- Work instruction
Return all lines from the entries below in which the word "each" is present.

- Given records
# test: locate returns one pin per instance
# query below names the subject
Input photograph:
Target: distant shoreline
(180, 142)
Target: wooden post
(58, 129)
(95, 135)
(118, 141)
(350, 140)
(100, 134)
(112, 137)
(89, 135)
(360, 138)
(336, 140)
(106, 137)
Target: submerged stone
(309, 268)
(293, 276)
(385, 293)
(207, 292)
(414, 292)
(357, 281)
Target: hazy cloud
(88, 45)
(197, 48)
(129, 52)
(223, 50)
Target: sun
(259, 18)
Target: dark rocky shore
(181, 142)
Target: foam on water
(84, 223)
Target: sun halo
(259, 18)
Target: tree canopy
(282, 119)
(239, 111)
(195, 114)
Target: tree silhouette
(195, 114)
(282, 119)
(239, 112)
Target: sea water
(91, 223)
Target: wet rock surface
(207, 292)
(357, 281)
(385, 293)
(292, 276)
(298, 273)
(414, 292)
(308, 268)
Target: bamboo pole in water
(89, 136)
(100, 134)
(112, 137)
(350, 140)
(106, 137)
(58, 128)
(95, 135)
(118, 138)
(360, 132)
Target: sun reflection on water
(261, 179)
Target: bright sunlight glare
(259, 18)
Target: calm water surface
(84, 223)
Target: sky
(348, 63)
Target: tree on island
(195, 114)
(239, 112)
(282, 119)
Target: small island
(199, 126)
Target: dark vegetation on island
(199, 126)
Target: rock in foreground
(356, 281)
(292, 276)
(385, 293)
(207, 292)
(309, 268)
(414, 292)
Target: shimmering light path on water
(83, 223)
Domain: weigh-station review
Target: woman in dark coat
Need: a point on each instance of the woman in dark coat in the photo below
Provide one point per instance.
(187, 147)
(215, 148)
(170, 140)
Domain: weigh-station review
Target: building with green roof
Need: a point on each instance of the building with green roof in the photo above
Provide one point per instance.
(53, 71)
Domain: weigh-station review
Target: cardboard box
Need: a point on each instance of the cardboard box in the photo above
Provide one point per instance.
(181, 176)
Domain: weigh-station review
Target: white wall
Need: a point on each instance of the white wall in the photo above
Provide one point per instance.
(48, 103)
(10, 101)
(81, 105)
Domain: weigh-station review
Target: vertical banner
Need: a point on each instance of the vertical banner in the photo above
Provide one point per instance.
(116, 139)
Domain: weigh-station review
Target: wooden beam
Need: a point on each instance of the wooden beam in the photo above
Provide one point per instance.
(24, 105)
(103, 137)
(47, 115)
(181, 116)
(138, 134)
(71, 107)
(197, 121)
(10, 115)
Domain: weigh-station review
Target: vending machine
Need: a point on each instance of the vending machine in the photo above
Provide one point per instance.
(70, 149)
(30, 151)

- Answer to this exercise
Need: a point on each instance of the woman in dark coat in the photo below
Need: a point on each instance of the building with green roof in the photo above
Need: a point on each instance of the cardboard box in the photo above
Need: a point on each instance of the white wall in the photo above
Need: a point on each instance of the vertical banner in the photo above
Need: a point on each instance of the wooden beam in the photo above
Need: a point on each instance of the vending machine in the photo above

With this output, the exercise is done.